» Items stored from a collection
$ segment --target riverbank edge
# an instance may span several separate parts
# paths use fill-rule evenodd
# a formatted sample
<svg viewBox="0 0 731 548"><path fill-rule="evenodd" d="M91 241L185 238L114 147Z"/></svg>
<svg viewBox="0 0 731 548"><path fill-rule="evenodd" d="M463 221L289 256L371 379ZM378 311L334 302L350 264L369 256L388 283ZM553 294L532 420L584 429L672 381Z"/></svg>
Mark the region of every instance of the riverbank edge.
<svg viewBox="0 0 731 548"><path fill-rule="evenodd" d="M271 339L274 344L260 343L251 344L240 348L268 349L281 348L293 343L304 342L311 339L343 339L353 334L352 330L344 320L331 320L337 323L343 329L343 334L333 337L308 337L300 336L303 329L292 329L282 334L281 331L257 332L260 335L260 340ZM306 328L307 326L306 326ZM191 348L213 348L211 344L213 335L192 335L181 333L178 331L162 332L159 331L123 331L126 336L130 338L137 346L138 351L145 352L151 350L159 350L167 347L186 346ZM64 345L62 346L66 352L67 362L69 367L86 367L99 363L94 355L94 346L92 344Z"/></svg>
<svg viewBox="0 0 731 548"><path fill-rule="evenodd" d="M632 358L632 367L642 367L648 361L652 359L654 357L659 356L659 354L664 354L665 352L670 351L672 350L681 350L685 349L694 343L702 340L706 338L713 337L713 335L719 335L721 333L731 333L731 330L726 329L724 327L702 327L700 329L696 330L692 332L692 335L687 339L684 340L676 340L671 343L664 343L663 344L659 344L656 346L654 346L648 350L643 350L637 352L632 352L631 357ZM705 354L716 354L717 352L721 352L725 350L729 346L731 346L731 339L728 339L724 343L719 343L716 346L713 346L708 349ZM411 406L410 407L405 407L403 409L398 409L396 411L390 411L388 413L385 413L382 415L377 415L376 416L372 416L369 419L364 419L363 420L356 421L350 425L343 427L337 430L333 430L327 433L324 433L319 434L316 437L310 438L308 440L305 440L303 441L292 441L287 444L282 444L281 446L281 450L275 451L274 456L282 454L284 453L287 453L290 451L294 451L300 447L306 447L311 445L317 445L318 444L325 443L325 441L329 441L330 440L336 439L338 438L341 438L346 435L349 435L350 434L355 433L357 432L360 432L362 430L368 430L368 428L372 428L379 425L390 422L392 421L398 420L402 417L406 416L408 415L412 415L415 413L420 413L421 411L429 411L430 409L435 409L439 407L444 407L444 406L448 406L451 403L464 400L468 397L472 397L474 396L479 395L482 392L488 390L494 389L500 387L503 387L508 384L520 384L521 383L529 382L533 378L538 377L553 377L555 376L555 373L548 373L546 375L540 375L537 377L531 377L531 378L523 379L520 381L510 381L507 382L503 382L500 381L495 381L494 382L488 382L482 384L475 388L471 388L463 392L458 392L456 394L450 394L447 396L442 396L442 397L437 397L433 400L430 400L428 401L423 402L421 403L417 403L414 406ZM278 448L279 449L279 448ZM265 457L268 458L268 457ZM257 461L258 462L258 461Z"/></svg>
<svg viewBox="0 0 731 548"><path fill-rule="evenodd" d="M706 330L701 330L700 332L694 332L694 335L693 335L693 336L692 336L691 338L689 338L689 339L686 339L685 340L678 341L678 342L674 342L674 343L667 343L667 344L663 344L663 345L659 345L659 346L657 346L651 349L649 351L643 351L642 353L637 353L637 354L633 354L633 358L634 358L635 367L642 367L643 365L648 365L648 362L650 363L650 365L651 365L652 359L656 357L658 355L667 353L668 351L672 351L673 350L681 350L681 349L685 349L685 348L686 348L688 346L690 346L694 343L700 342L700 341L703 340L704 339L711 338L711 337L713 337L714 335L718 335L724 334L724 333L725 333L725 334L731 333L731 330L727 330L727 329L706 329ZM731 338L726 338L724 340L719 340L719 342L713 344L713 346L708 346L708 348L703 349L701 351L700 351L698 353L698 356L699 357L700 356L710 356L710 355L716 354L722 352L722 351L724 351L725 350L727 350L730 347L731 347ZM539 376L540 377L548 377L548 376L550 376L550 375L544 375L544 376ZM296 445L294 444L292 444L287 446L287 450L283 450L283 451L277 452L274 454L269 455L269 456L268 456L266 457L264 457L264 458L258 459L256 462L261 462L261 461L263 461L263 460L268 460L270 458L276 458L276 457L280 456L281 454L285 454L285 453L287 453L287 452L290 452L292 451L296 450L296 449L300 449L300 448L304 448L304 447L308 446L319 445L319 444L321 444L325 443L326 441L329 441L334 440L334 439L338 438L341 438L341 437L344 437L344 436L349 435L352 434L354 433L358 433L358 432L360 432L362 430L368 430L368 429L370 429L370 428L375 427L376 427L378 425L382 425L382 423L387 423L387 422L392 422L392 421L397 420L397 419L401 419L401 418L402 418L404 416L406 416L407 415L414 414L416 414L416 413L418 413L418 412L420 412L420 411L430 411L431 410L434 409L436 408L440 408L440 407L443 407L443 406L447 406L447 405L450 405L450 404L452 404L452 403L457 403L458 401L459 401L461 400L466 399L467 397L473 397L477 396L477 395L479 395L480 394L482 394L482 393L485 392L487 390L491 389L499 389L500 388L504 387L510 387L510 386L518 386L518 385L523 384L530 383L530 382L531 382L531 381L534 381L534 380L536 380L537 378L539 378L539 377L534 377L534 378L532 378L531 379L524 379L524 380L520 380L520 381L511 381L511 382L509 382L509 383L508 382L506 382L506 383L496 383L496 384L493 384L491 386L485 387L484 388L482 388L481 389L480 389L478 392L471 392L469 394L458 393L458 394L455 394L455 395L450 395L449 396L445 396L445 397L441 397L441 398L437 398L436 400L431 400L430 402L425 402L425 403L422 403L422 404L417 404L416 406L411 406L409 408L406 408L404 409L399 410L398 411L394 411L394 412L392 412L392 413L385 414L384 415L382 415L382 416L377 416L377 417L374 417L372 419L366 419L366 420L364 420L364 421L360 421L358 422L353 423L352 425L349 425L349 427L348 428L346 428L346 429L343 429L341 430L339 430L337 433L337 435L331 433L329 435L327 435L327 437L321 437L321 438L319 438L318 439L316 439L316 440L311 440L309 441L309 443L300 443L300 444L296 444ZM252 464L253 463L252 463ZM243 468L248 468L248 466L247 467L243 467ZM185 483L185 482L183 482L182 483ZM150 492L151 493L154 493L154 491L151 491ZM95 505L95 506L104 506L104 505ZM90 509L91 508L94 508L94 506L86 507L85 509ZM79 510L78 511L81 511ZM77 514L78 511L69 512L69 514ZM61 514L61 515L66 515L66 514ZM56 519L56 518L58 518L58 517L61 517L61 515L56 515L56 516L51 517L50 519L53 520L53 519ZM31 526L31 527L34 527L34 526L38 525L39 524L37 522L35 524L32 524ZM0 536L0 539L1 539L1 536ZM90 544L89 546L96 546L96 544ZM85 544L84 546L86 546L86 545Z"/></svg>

» Written request
Copy each of the entries above line for line, changing no character.

» Completed task
$ segment --target riverbank edge
# an instance may span several separate parts
# paths use fill-rule evenodd
# a formatted sample
<svg viewBox="0 0 731 548"><path fill-rule="evenodd" d="M91 241L185 238L114 147Z"/></svg>
<svg viewBox="0 0 731 548"><path fill-rule="evenodd" d="M463 221L289 256L371 379ZM378 311L334 302L350 264L369 256L388 283ZM553 294L532 420L584 429L672 381Z"/></svg>
Mark the region of every instance of the riverbank edge.
<svg viewBox="0 0 731 548"><path fill-rule="evenodd" d="M271 339L274 344L260 343L251 344L240 348L268 349L281 348L293 343L304 342L311 339L343 339L353 334L352 330L344 320L331 320L337 323L343 329L343 334L333 337L308 337L300 336L303 329L292 329L282 334L281 331L257 332L260 335L260 340ZM306 328L307 326L306 326ZM191 348L213 348L211 344L213 335L192 335L181 333L178 331L162 332L159 331L123 331L126 336L130 338L137 346L138 351L145 352L151 350L159 350L167 347L186 346ZM64 345L62 346L66 352L67 362L69 367L86 367L99 363L94 355L94 346L92 344Z"/></svg>
<svg viewBox="0 0 731 548"><path fill-rule="evenodd" d="M632 358L632 367L642 367L648 361L652 359L654 357L659 356L659 354L664 354L665 352L670 351L672 350L681 350L685 349L694 343L702 340L706 338L713 337L713 335L719 335L721 333L731 333L731 330L726 329L724 327L702 327L700 329L696 330L692 332L692 335L687 339L684 340L676 340L671 343L664 343L663 344L659 344L656 346L654 346L648 350L643 350L637 352L632 352L631 357ZM705 354L716 354L717 352L721 352L725 350L729 346L731 346L731 339L728 339L724 343L719 343L716 346L713 346L708 349ZM411 406L410 407L405 407L403 409L398 409L396 411L390 411L388 413L385 413L382 415L377 415L376 416L372 416L369 419L364 419L363 420L356 421L350 425L343 427L337 430L333 430L327 433L324 433L319 434L316 437L310 438L308 440L305 440L303 441L292 441L287 444L282 444L281 446L281 450L275 451L274 456L282 454L284 453L287 453L290 451L294 451L300 447L306 447L311 445L317 445L318 444L325 443L325 441L329 441L330 440L336 439L338 438L341 438L346 435L349 435L350 434L355 433L357 432L360 432L362 430L368 430L368 428L372 428L379 425L390 422L392 421L398 420L402 417L406 416L408 415L412 415L415 413L420 413L421 411L429 411L430 409L435 409L439 407L444 407L444 406L448 406L451 403L464 400L468 397L472 397L474 396L479 395L482 392L488 390L494 389L500 387L503 387L508 384L520 384L521 383L529 382L533 378L538 377L553 377L555 376L555 373L548 373L546 375L540 375L537 377L531 377L531 378L523 379L520 381L510 381L507 382L503 382L500 381L495 381L494 382L488 382L482 384L475 388L471 388L463 392L458 392L456 394L450 394L447 396L442 396L442 397L437 397L433 400L430 400L428 401L423 402L421 403L417 403L414 406ZM278 448L279 449L279 448ZM265 457L268 458L268 457ZM257 461L258 462L258 461Z"/></svg>
<svg viewBox="0 0 731 548"><path fill-rule="evenodd" d="M706 330L701 330L700 332L694 332L694 335L693 335L693 336L692 336L691 338L689 338L689 339L686 339L685 340L678 341L678 342L674 342L674 343L667 343L667 344L663 344L663 345L659 345L659 346L657 346L651 349L649 351L643 351L642 353L637 353L637 354L633 354L633 358L634 358L635 367L642 367L643 365L648 365L648 362L650 363L650 365L651 365L652 359L656 357L658 355L667 353L668 351L672 351L673 350L681 350L681 349L685 349L685 348L686 348L688 346L690 346L694 343L700 342L700 341L703 340L704 339L711 338L711 337L713 337L714 335L718 335L724 334L724 333L725 333L725 334L731 333L731 330L727 330L727 329L706 329ZM731 338L726 338L724 340L719 340L719 342L713 344L713 346L708 346L708 348L703 349L701 351L700 351L698 353L698 356L699 357L700 356L710 356L710 355L716 354L722 352L722 351L724 351L725 350L727 350L730 347L731 347ZM539 376L540 377L548 377L548 376L550 376L550 375L544 375L544 376ZM296 445L294 444L292 444L287 446L287 450L283 450L283 451L277 452L274 454L269 455L269 456L268 456L266 457L264 457L264 458L258 459L256 462L261 462L261 461L263 461L263 460L268 460L270 458L276 458L276 457L280 456L281 454L285 454L285 453L287 453L287 452L290 452L292 451L296 450L296 449L300 449L300 448L304 448L304 447L308 446L319 445L319 444L321 444L325 443L326 441L329 441L334 440L334 439L338 438L341 438L341 437L344 437L344 436L349 435L352 434L354 433L358 433L358 432L360 432L362 430L368 430L368 429L370 429L370 428L375 427L376 427L378 425L382 425L382 423L387 423L387 422L392 422L392 421L397 420L397 419L401 419L401 418L402 418L404 416L406 416L407 415L414 414L416 414L416 413L418 413L418 412L420 412L420 411L430 411L431 410L434 409L436 408L440 408L440 407L443 407L443 406L447 406L447 405L450 405L450 404L452 404L452 403L457 403L458 401L459 401L461 400L466 399L467 397L473 397L477 396L477 395L479 395L480 394L482 394L482 393L485 392L487 390L491 389L499 389L500 388L504 387L510 387L510 386L518 386L518 385L523 384L530 383L530 382L531 382L531 381L534 381L534 380L536 380L537 378L539 378L539 377L534 377L534 378L532 378L531 379L524 379L524 380L520 380L520 381L511 381L511 382L509 382L509 383L508 382L506 382L506 383L496 383L496 384L493 384L491 386L485 387L484 388L482 388L481 389L480 389L478 392L471 392L469 394L458 393L458 394L455 394L455 395L450 395L449 396L445 396L445 397L441 397L441 398L437 398L436 400L431 400L430 402L425 402L425 403L422 403L422 404L417 404L416 406L411 406L409 408L406 408L404 409L399 410L398 411L394 411L394 412L392 412L392 413L385 414L384 415L382 415L382 416L377 416L377 417L374 417L372 419L366 419L366 420L364 420L364 421L360 421L358 422L353 423L352 425L349 425L349 427L348 428L346 428L346 429L343 429L341 430L339 430L337 433L337 435L331 433L329 435L327 435L327 437L321 437L321 438L319 438L318 439L316 439L316 440L311 440L309 441L309 443L300 443L300 444L296 444ZM252 464L253 463L252 463ZM243 468L248 468L248 466L247 467L243 467ZM185 483L185 482L183 482L182 483ZM150 492L151 493L154 493L154 491L151 491ZM95 505L95 506L104 506L104 505ZM90 509L91 508L94 508L94 506L86 507L85 509ZM79 510L78 511L81 511ZM77 514L78 511L69 512L69 514ZM61 514L61 515L66 515L66 514ZM56 519L56 518L58 518L58 517L61 517L61 515L56 515L56 516L51 517L50 519L53 520L53 519ZM31 526L31 527L34 527L34 526L38 525L39 524L37 522L35 524L32 524ZM0 536L0 539L1 539L1 536ZM90 544L89 546L96 546L96 544ZM85 544L84 546L86 546L86 545Z"/></svg>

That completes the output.